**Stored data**
[Start of section]

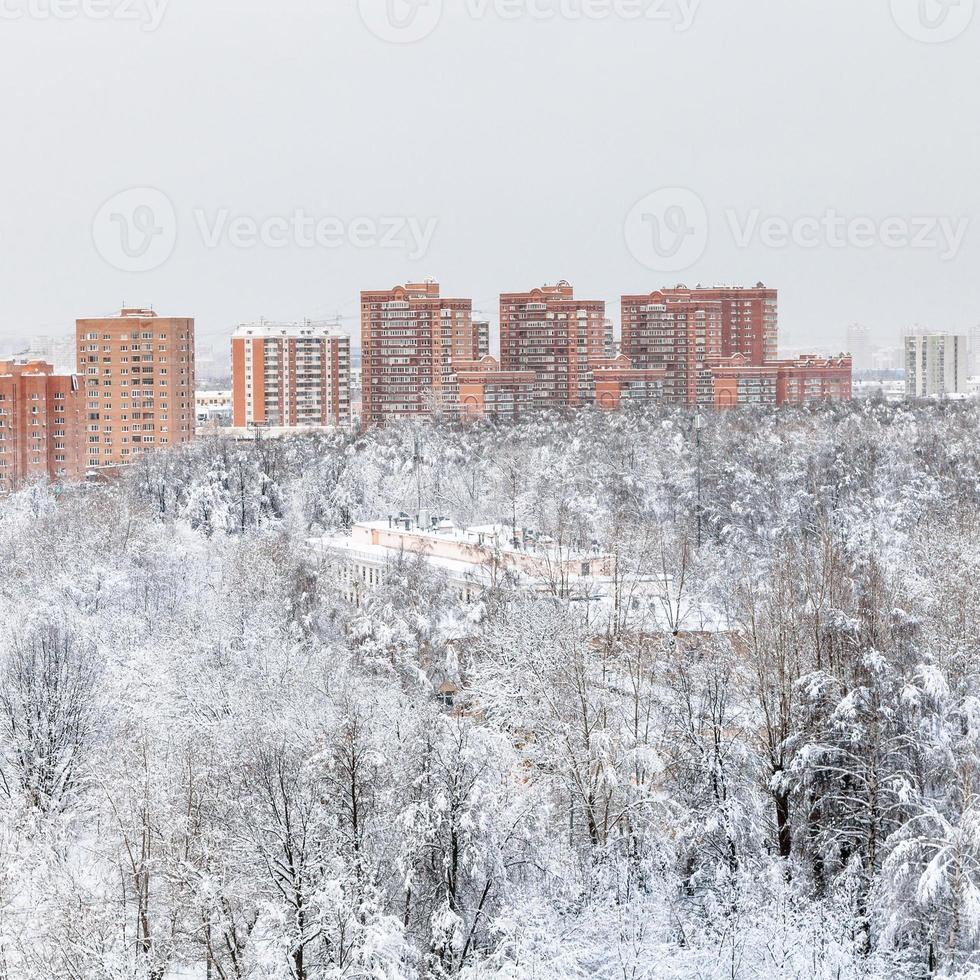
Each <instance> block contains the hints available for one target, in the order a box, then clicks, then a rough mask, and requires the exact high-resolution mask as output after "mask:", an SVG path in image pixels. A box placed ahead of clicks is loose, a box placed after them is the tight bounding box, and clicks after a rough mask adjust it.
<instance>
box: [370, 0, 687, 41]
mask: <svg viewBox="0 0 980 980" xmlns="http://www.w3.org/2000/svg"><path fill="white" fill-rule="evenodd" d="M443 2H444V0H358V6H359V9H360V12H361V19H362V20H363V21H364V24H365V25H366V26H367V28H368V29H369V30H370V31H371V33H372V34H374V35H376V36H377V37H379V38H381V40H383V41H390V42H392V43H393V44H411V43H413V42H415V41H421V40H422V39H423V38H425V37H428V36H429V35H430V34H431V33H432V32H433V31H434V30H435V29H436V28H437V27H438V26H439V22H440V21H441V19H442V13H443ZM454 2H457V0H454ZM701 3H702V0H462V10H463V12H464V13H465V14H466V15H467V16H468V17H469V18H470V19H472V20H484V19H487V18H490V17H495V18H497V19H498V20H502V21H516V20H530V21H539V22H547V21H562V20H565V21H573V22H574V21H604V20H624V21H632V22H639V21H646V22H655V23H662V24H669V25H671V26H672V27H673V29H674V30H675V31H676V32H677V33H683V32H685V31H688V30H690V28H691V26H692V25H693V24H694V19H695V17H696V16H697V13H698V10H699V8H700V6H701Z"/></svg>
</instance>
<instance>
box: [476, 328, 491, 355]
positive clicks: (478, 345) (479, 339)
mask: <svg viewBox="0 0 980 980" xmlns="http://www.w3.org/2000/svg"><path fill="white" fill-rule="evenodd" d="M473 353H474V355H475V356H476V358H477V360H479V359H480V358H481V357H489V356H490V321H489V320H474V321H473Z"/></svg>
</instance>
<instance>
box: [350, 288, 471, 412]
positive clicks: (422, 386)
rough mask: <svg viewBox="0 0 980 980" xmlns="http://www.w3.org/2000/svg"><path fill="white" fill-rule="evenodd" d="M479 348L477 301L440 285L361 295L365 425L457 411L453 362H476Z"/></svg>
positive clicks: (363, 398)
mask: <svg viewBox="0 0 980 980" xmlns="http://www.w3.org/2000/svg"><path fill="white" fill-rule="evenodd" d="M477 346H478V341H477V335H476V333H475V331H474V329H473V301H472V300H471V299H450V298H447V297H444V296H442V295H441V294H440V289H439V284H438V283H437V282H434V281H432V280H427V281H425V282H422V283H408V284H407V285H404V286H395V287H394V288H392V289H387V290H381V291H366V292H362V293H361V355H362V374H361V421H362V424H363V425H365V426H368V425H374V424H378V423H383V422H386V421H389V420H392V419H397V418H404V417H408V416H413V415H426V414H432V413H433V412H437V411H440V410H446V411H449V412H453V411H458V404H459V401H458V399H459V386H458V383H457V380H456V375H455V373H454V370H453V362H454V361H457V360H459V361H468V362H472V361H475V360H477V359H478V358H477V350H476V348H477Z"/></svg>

[End of section]
[Start of section]

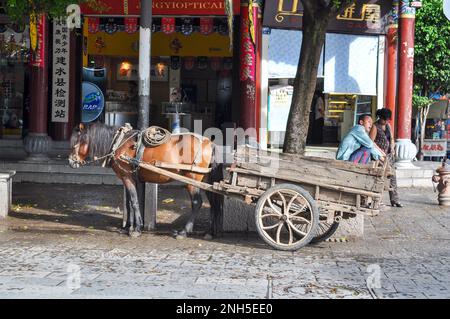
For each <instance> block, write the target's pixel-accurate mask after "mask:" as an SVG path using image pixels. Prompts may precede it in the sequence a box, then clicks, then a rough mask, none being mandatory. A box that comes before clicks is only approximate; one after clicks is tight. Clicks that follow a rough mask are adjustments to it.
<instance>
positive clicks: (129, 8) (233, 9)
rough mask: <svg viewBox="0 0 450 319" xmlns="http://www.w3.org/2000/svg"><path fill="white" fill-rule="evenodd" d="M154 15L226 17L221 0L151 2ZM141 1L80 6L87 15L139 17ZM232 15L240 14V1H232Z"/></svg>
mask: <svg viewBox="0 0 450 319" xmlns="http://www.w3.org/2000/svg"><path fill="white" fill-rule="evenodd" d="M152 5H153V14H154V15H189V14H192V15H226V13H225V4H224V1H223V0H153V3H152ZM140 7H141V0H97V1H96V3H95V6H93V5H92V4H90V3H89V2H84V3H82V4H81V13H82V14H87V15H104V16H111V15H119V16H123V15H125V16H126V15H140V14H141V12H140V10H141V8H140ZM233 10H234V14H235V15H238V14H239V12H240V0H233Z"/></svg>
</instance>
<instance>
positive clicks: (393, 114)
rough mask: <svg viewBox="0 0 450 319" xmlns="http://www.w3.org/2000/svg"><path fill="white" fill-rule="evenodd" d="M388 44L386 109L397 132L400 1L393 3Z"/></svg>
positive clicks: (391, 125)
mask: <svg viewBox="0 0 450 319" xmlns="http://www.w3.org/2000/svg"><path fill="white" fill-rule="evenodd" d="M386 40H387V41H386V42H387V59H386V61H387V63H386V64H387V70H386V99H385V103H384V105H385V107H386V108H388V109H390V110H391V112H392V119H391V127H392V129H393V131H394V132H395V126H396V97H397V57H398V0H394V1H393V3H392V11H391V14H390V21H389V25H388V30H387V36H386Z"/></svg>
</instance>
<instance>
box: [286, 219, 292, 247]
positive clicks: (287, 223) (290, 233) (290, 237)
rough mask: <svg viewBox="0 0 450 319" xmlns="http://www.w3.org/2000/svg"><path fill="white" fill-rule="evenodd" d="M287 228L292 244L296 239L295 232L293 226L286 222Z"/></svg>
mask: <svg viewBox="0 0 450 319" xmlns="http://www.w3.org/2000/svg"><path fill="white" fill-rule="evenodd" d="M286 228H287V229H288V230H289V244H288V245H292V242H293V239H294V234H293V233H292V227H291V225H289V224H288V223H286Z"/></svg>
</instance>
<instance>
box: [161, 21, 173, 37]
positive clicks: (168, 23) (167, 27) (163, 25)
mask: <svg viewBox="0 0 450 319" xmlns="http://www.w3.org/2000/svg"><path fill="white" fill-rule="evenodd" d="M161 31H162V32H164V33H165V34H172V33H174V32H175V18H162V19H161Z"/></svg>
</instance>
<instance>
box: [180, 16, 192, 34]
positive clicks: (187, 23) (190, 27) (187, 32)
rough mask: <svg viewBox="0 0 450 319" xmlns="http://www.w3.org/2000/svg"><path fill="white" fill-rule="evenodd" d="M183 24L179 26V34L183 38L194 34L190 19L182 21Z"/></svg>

[End of section]
[Start of section]

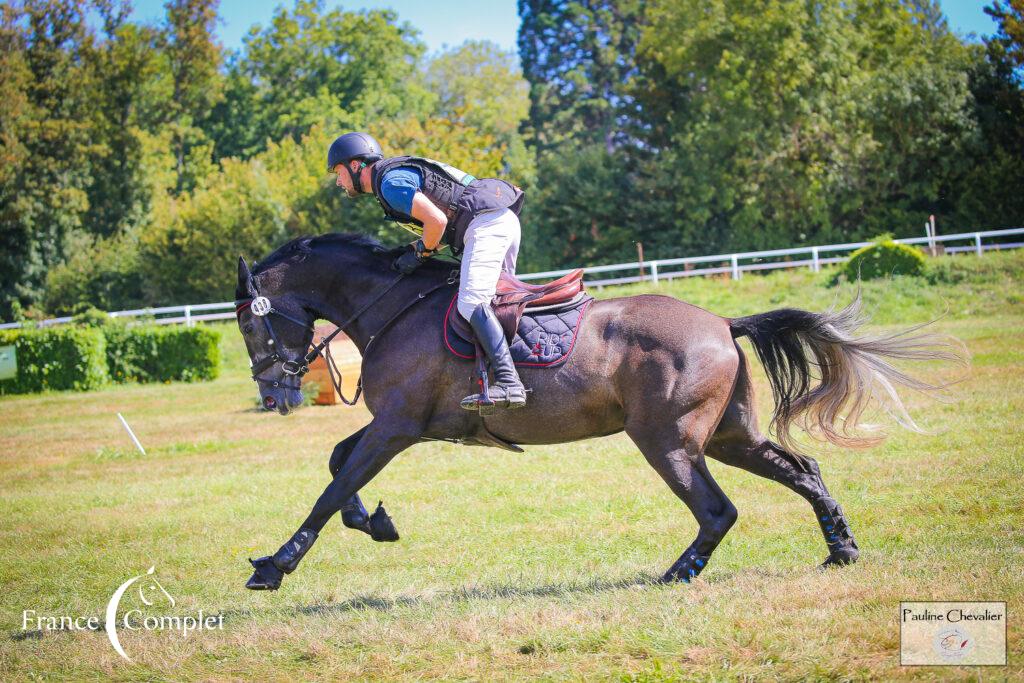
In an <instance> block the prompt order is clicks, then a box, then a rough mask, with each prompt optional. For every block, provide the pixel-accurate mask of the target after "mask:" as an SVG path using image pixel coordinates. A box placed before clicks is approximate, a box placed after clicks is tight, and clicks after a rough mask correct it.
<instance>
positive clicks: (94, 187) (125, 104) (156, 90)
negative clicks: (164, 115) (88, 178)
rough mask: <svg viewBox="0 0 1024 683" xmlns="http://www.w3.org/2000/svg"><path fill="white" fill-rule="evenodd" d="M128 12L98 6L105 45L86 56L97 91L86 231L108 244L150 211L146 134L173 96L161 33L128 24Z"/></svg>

[End of section]

**Work order**
Retype, exactly and in full, the lines above from the one containing "Each <instance> block contains" through the one containing "positive clicks: (422, 386)".

**Task output**
Each <instance> block contains the hints available for one target, in the order a box, then clicks, then a rough mask, and requires the exact high-resolution mask as output after "mask:", an SVG path in image pixels. A box placed ahead of clicks is loose, a box placed after them is the tight bounding box, and clicks after a rough mask adjust it.
<instance>
box: [370, 0, 687, 41]
mask: <svg viewBox="0 0 980 980" xmlns="http://www.w3.org/2000/svg"><path fill="white" fill-rule="evenodd" d="M443 2H444V0H358V6H359V9H360V12H361V19H362V20H363V21H364V24H365V25H366V26H367V28H368V29H369V30H370V31H371V33H372V34H374V35H376V36H377V37H379V38H381V40H383V41H390V42H392V43H393V44H411V43H413V42H415V41H421V40H422V39H423V38H425V37H428V36H429V35H430V34H431V33H432V32H433V31H434V30H435V29H436V28H437V27H438V26H439V22H440V21H441V19H442V13H443ZM454 2H457V0H454ZM701 3H702V0H462V10H463V12H464V13H465V14H466V15H467V16H468V17H469V18H470V19H472V20H484V19H487V18H490V17H495V18H497V19H498V20H502V21H516V20H530V21H539V22H547V21H562V20H565V21H573V22H574V21H604V20H624V21H632V22H639V21H646V22H655V23H662V24H669V25H671V26H672V27H673V29H674V30H675V31H676V32H677V33H683V32H685V31H688V30H690V28H691V26H692V25H693V24H694V19H695V17H696V16H697V13H698V10H699V8H700V6H701Z"/></svg>
</instance>
<instance>
box: [476, 328, 491, 355]
positive clicks: (478, 345) (479, 339)
mask: <svg viewBox="0 0 980 980" xmlns="http://www.w3.org/2000/svg"><path fill="white" fill-rule="evenodd" d="M473 353H474V355H475V356H476V358H477V360H479V359H480V358H481V357H489V356H490V321H489V320H474V321H473Z"/></svg>
</instance>
<instance>
box: [350, 288, 471, 412]
positive clicks: (422, 386)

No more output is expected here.